• _Consigne_
Recopiez à l'identique un passage de l'entretien : commencez aux mots « Texte intégral » et arrêtez-vous après « selon vous ? ».

• _Extrait présenté_
□ □ □ □

Interview de Mme Brune Poirson, secrétaire d'Etat auprès du ministre de la transition écologique et solidaire, avec RTL le 1er août 2018, sur la politique de l'environnement et sur l'affaire du chargé de mission de l'Elysée accusé de violences contre des manifestants le 1er mai à Paris.

Prononcé le 1er août 2018

Intervenant(s) : 

Média : Emission L'Invité de RTL - RTL

Texte intégral


JEROME FLORIN
Bonjour Brune POIRSON.
BRUNE POIRSON
Bonjour.
JEROME FLORIN
On ne va pas y arriver.
BRUNE POIRSON
A ?
JEROME FLORIN
A rendre sa grandeur à la planète, « make our planet great again », comme le disait Emmanuel MACRON. Ce 1er août est le jour dit du dépassement, c'est-à-dire que l'humanité a déjà épuisé toutes les ressources naturelles de la Terre pour l'année. Ça n'a jamais été aussi tôt, cette date recule d'année en année. Ça veut dire quoi, selon vous ?
BRUNE POIRSON
Ça veut dire, d'abord vous l'avez, que l'ensemble des ressources de la planète ont été consommées aujourd'hui, sur la durée d'un an. Et ça veut dire que si le monde tournait plus rond, c'est sûr que cette date-là, elle serait le 31 décembre. Mais ça veut dire surtout que le modèle économique sur lequel repose notre société, eh bien, il ne fonctionne pas.

□ □ □ □

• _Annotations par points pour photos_

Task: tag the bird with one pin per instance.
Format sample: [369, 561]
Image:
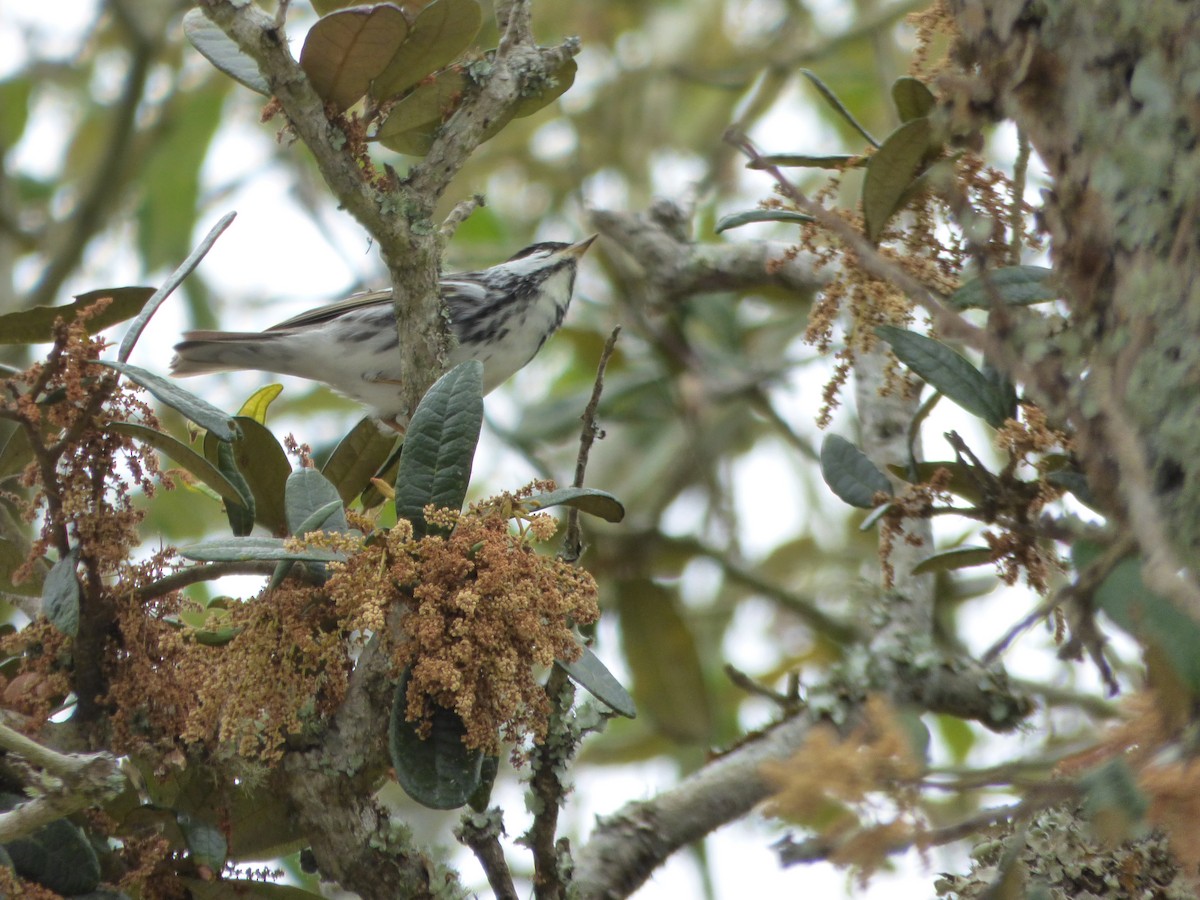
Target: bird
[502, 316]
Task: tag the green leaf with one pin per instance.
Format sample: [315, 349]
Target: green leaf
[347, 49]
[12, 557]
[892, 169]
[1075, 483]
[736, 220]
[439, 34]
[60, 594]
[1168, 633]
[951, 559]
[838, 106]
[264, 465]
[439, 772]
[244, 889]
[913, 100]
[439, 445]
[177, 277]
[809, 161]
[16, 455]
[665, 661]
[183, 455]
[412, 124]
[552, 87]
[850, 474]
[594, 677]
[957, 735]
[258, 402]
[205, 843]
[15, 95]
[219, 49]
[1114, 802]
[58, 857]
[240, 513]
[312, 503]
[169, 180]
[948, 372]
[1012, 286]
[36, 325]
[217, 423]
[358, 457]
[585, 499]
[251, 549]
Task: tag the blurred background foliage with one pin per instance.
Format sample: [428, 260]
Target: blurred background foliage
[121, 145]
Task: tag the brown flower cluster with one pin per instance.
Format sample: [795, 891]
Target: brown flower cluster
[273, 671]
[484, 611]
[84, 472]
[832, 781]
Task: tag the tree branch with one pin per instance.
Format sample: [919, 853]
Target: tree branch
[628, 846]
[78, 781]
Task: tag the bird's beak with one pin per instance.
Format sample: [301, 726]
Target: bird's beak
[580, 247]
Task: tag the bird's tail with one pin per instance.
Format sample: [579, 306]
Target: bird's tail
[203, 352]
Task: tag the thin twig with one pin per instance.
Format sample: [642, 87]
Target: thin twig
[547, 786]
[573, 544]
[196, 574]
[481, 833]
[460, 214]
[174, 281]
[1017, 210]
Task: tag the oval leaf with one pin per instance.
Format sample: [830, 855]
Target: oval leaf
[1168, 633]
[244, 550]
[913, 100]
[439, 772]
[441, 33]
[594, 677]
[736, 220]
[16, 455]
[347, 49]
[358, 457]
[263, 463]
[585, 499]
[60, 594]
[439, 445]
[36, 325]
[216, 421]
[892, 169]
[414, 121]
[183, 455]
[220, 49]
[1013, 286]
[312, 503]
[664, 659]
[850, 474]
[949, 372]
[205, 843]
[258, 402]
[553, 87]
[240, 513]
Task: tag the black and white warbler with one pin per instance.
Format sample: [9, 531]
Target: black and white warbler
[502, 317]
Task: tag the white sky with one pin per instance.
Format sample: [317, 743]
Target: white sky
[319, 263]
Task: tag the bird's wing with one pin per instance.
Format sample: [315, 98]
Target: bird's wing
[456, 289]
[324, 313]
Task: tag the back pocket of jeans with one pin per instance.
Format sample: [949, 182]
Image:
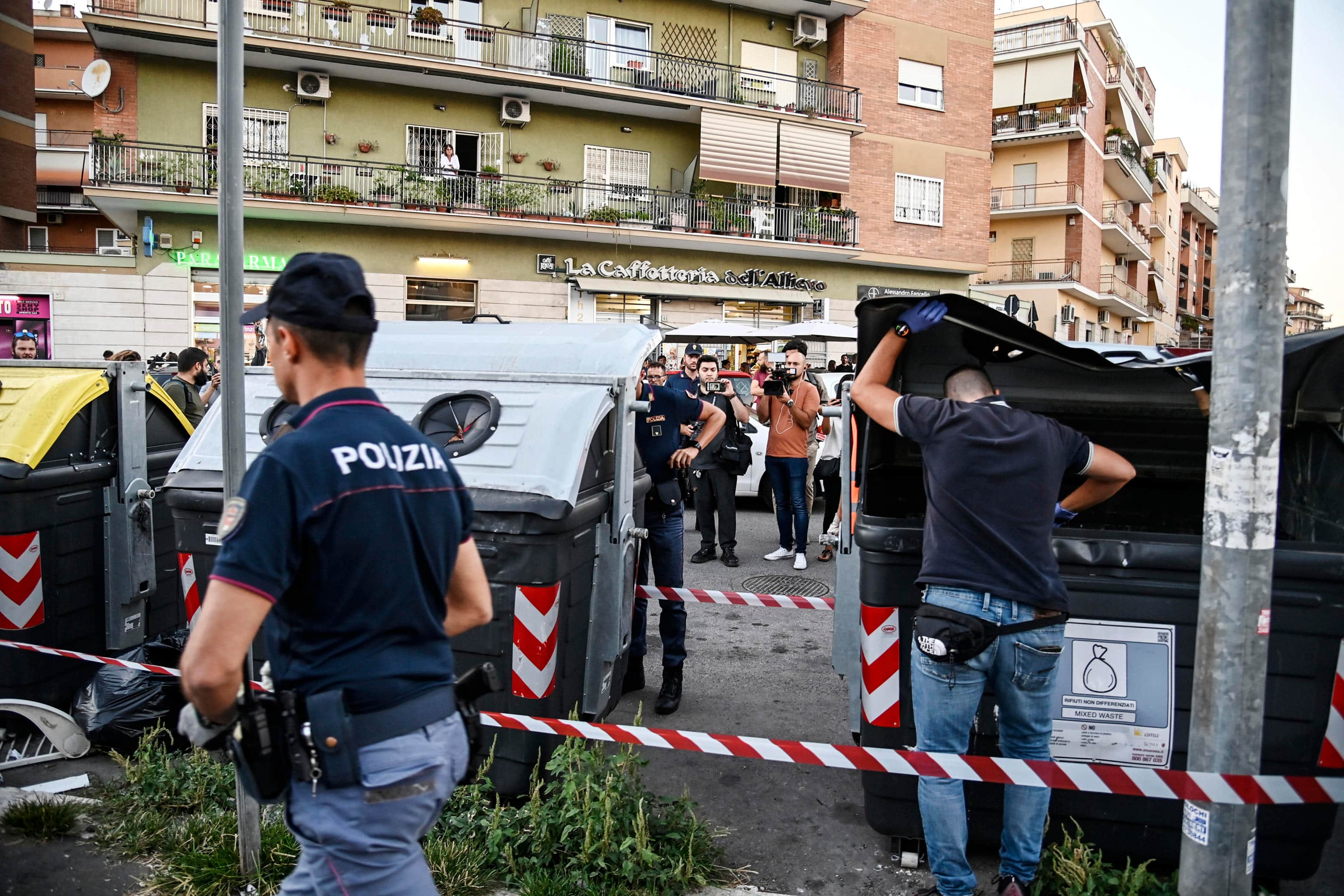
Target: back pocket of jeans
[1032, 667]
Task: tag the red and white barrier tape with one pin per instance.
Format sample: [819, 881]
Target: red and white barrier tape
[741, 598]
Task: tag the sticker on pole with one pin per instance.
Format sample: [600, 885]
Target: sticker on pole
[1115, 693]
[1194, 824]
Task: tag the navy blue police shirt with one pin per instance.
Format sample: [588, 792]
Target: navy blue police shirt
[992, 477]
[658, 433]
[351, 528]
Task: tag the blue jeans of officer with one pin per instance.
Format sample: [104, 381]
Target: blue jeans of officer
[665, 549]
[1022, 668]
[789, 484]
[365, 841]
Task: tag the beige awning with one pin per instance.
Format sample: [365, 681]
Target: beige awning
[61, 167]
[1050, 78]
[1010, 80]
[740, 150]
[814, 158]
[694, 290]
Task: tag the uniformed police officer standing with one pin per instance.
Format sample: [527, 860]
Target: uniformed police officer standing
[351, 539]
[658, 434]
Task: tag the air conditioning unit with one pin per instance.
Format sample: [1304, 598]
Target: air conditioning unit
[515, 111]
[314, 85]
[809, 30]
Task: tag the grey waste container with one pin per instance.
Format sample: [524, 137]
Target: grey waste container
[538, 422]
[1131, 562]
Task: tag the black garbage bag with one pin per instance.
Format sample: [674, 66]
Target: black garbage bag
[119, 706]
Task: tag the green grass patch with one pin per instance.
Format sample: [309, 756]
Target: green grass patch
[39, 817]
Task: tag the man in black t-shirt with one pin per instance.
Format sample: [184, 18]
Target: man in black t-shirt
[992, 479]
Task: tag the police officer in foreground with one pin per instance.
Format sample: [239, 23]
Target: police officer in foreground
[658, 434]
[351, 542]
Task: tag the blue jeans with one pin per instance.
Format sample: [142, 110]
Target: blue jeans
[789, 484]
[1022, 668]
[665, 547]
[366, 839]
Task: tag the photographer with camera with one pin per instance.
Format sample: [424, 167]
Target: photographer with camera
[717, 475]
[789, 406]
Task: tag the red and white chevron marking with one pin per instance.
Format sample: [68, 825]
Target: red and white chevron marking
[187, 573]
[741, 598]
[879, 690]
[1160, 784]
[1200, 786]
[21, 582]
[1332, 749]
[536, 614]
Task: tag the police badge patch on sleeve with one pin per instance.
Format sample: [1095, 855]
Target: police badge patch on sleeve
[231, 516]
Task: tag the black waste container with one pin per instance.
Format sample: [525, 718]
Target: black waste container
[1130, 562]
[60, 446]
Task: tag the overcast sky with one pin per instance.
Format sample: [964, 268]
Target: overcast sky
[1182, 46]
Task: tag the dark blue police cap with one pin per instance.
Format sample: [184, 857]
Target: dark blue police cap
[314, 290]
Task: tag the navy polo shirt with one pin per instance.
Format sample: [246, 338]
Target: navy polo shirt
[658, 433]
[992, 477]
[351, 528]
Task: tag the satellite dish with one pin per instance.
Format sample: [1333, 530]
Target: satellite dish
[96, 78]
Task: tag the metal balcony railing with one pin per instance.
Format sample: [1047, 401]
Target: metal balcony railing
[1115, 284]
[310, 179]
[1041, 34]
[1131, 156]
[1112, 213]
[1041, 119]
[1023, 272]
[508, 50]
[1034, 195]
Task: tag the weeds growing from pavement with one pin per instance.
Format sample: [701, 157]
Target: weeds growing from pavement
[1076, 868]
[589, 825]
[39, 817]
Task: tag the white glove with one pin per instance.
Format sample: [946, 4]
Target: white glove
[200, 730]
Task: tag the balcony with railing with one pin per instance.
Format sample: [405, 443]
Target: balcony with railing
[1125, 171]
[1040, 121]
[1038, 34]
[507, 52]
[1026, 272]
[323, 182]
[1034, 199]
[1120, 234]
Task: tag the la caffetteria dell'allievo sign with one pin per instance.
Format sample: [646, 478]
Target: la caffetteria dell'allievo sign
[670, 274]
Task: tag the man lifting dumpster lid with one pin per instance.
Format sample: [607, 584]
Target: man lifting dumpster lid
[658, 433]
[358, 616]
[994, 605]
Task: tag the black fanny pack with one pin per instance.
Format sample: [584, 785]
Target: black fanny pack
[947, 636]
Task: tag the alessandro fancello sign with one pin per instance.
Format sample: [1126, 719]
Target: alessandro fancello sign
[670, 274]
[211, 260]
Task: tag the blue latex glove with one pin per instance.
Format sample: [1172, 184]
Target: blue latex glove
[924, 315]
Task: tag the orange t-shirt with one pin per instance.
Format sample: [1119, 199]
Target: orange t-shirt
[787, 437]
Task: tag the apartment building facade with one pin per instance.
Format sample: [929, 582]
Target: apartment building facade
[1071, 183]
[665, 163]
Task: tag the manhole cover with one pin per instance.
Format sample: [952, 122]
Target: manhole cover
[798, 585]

□ □ □ □

• _Réponse rédigée_
Texte intégral


JEROME FLORIN
Bonjour Brune POIRSON.
BRUNE POIRSON
Bonjour.
JEROME FLORIN
On ne va pas y arriver.
BRUNE POIRSON
A ?
JEROME FLORIN
A rendre sa grandeur à la planète, « make our planet great again », comme le disait Emmanuel MACRON. Ce 1er août est le jour dit du dépassement, c'est-à-dire que l'humanité a déjà épuisé toutes les ressources naturelles de la Terre pour l'année. Ça n'a jamais été aussi tôt, cette date recule d'année en année. Ça veut dire quoi, selon vous ?